Tout d’abord, merci pour cet article très intéressant et éclairant. Il montre avec précision comment Twitch et les réseaux sociaux fonctionnent comme des espaces où chaque commentaire et chaque réaction reflète des dynamiques de pouvoir et des influences émotionnelles importantes.
À travers l’exemple de la ZawaProd et de l’affaire Dany Caligula, l’article met en évidence que ces plateformes, souvent présentées comme des lieux de participation et d’expression libre, sont en réalité fortement marquées par ces dynamiques de pouvoir et d’émotions.
Nous connaissions déjà cet événement, mais votre analyse nous a permis de mieux comprendre comment les plateformes numériques influencent le débat public de manière partielle. Les réactions de la communauté sont fortement guidées par l’affect et l’empathie envers les streamers, ce qui peut parfois conduire à minimiser la parole des victimes et à transformer le débat en une prise de position émotionnelle plutôt que rationnelle. Votre article met ainsi en lumière le poids des sentiments dans la réception et l’interprétation de l’information.
Un autre point particulièrement intéressant est votre observation sur le choix des commentaires lus en direct par les streamers.

Données brutes:
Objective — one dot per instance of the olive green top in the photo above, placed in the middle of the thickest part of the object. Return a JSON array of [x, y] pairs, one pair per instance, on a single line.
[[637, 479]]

Consigne: D'après le commentaire sur Twitch, pourquoi les réactions à l'affaire Dany Caligula peuvent-elles parfois minimiser la parole des victimes ? Répondez en une à trois phrases, s'il vous plaît. Les données ne servent pas pour ce travail.

Réponse: Les réactions de la communauté sont fortement guidées par l'affect et l'empathie envers les streamers. Le débat peut alors se transformer en une prise de position émotionnelle plutôt que rationnelle.